▶ [Study text]

+++++

Thursday, May 12, 2005

Suspect Zero

An okay thriller, in a 'Se7en' meets 'Minority Report' kind of way. There are a few too many shots of Aaron Eckhart slumped over a desk covered with scraps of papers that may have been meaningful, but were in reality disorganized, arbitrary and often confusing. The direction of this movie too often resembled that desk.

Wednesday, May 11, 2005

Karl Adam on Consciousness and Reality

"But the process of uprooting went further still. After the age of "enlightenment" had dethroned reason and dispossessed that power of thought which grasps the whole in one comprehensive view, to replace it by the power which pursues detail and difference, the interior economy of man, his spiritual unity, broke up into a mere juxtaposition of powers and functions. Men spoke now not of their souls, but of psychic processes. The consciousness of being a personal agent, the creative organ of living powers, became increasingly foreign to the educated. And after Kant and his school had made the transcendental subject the autonomous lawgiver of the objective world and even of the empirical consciousness itself, after man instead of holding to the objectivity of the thing and of his own self began to speak of an objectivity which possessed none but a purely logical validity, and of a purely logical subject, then the whole consciousness of reality became afflicted with an unhealthy paralysis. The "As If" philosophy here, and solipsism there, like vampires, suck all the blood out of resolution and action.[6] The autonomous man, cut off from God, and the solitary man cut off from the society of his fellow-men, isolated from the community, is now severed also from his own empirical self. He becomes a merely provisional creature, and therefore sterile and unfruitful, corroded by the spirit of "criticism," estranged from reality, a man of mere negation."

+++++

▶ [Excerpted records]
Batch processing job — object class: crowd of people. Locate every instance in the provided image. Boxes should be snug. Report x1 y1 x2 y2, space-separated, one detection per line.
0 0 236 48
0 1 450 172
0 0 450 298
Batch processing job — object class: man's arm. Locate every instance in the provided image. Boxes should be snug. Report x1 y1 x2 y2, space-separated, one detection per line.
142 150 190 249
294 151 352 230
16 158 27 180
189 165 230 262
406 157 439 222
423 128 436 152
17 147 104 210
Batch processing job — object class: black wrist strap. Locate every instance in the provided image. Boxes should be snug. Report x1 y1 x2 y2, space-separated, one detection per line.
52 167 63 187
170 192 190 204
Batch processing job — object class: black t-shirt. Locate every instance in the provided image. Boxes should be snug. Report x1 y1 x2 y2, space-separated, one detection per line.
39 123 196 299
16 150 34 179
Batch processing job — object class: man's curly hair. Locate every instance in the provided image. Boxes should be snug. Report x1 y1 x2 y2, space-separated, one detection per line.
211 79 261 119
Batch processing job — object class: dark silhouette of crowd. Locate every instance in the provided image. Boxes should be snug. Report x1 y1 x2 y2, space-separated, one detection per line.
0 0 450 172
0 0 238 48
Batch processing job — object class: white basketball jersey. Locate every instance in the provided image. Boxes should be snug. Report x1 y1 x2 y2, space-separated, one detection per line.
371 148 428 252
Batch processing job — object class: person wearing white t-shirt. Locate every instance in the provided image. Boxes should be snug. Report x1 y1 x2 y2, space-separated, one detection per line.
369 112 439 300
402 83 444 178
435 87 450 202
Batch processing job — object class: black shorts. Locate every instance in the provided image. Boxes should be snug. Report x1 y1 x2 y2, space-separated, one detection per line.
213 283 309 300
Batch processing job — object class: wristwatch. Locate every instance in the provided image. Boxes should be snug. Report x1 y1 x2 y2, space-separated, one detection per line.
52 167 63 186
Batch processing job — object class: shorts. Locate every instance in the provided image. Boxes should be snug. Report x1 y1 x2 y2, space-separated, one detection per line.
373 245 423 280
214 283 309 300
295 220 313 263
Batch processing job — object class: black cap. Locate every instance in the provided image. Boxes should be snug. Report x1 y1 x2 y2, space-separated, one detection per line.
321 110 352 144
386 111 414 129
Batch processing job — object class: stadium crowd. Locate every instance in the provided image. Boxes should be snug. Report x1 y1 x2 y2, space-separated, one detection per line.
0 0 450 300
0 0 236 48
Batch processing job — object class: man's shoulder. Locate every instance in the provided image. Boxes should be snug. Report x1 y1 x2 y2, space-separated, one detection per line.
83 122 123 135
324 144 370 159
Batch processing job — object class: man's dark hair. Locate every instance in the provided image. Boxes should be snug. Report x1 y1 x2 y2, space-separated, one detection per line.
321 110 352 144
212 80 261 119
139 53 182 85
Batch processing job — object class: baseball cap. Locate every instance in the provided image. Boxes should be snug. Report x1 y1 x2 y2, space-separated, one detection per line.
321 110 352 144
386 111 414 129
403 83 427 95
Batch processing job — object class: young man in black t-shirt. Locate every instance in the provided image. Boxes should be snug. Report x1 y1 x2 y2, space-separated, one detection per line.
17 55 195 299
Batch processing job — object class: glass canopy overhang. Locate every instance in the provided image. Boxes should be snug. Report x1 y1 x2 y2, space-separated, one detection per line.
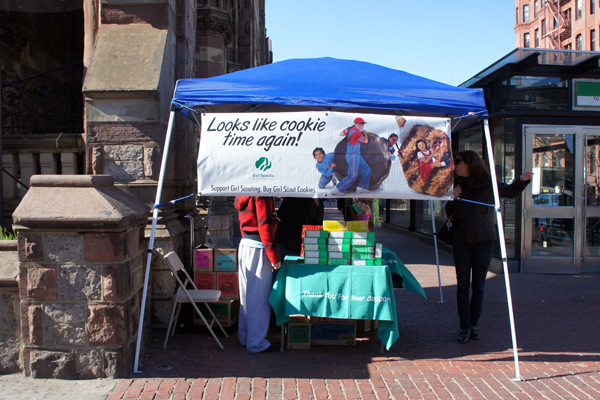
459 47 600 88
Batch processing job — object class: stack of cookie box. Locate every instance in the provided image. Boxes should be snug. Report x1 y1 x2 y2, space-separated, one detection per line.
301 221 383 265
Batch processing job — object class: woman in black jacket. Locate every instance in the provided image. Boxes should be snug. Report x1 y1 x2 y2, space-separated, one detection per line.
446 150 533 343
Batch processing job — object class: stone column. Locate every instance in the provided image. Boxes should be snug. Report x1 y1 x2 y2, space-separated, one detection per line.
13 175 150 379
0 240 21 375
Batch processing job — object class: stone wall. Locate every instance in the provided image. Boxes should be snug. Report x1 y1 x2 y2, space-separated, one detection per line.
0 240 21 375
14 175 150 379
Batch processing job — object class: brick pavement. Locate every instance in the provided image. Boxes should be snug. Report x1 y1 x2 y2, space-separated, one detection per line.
109 205 600 400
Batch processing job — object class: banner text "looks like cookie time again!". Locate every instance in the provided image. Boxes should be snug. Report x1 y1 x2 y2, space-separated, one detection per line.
206 117 327 151
198 111 454 200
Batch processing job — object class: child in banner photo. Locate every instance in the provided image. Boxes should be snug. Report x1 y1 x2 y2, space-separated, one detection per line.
313 147 337 189
331 117 371 196
417 140 446 180
381 133 398 161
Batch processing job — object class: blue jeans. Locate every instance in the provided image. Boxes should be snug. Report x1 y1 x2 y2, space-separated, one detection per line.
337 153 371 192
319 174 337 189
452 240 494 329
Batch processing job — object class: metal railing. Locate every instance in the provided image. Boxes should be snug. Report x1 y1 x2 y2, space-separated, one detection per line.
1 61 83 136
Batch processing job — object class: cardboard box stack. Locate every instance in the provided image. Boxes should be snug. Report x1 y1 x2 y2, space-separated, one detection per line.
194 245 239 327
301 221 383 265
310 317 356 346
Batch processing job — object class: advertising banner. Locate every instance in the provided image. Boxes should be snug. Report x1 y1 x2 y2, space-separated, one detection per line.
198 112 454 200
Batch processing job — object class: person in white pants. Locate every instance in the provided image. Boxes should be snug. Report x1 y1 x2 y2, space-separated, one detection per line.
235 196 281 353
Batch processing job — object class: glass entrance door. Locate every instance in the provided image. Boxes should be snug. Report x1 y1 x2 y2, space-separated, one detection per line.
523 125 600 274
581 128 600 272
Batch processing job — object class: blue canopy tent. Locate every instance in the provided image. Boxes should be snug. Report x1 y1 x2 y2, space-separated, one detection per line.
172 58 488 117
134 58 520 379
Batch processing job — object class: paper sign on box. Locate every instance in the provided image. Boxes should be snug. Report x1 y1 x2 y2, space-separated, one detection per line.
194 272 217 290
215 249 237 272
194 247 214 272
217 272 239 299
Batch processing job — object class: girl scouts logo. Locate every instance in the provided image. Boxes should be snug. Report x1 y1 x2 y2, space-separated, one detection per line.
254 157 271 172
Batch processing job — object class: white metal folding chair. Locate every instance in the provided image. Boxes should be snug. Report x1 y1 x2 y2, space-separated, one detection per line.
163 251 229 350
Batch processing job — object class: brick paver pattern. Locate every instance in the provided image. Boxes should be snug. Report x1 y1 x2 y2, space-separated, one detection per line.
109 208 600 400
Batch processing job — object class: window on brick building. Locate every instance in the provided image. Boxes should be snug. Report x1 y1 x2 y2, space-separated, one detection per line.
542 19 546 37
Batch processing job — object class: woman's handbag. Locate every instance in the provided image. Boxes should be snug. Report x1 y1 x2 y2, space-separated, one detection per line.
435 214 454 245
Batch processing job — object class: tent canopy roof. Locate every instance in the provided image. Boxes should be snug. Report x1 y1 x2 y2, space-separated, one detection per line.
173 57 487 117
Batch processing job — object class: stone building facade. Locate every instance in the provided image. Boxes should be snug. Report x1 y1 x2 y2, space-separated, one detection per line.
0 0 271 376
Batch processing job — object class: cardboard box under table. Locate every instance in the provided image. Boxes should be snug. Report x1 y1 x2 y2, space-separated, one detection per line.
287 315 310 349
269 248 427 350
194 245 214 273
215 249 237 272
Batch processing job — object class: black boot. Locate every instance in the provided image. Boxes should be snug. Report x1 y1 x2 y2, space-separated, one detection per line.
458 329 471 343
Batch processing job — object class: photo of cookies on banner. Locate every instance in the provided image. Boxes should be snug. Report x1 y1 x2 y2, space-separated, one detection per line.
396 116 454 197
331 117 397 196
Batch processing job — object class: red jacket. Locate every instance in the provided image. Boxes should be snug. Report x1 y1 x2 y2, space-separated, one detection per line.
235 196 281 264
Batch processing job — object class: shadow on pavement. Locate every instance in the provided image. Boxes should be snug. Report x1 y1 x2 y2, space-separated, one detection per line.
133 223 600 379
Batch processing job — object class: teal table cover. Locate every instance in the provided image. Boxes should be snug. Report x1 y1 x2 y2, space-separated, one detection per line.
269 245 425 350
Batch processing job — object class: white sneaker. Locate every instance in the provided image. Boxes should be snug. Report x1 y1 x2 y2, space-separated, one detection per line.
331 186 346 196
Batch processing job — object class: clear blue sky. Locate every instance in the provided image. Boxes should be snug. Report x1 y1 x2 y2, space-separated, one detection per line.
266 0 515 85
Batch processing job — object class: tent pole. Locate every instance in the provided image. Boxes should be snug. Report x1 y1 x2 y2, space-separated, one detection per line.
133 108 177 374
429 200 444 303
483 118 522 381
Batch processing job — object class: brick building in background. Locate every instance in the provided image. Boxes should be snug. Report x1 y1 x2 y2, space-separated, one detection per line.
515 0 600 51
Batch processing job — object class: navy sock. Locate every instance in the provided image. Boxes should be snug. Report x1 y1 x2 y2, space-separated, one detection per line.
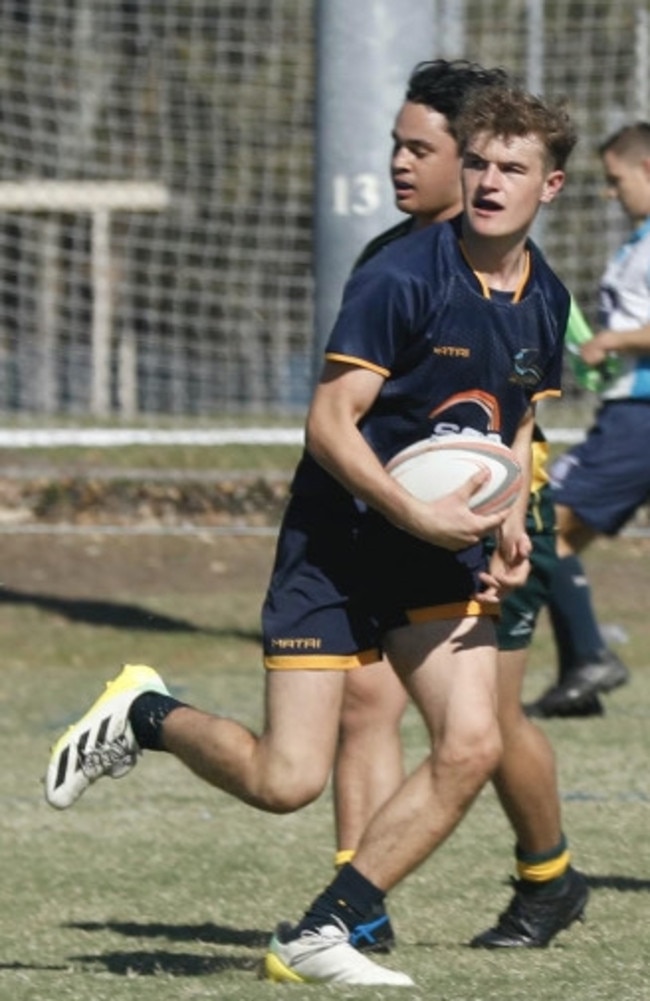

+++++

▶ [Task description] Continue the blog text quoting Karl Adam on consciousness and reality, picking up after its last sentence.

▶ [Exercise result]
"The "As If Philosophy," or "Fictionalism," regards our intellectual conceptions as nothing better than fictions. It admits that they are useful; but, unlike Pragmatism, regards this usefulness as no criterion of truth."

Who among us doesn't feel these fangs?

Kingdom of Heaven

What a mess. I expected better from Ridley Scott, who of course gave us the very entertaining Gladiator and Black Hawk Down. Kingdom of Heaven is, in its basic plot, very similar to Gladiator, with the pageantry of pagan Rome replaced with the pageantry of medieval Christianity. In addition to that we are served up the warmed over hash of such stale stereotypes:as the Noble Muslim Warrior, the Bloodthirsty Christian Warrior, and the Stoic Warrior Who Doesn't Really Want To Be A Hero But Fights The Good Fight Anyway, While Clearly Seeing All The Controversy Swirling Around Him As Just Plain Nonsense. Which reduces the movie to, well, just plain nonsense.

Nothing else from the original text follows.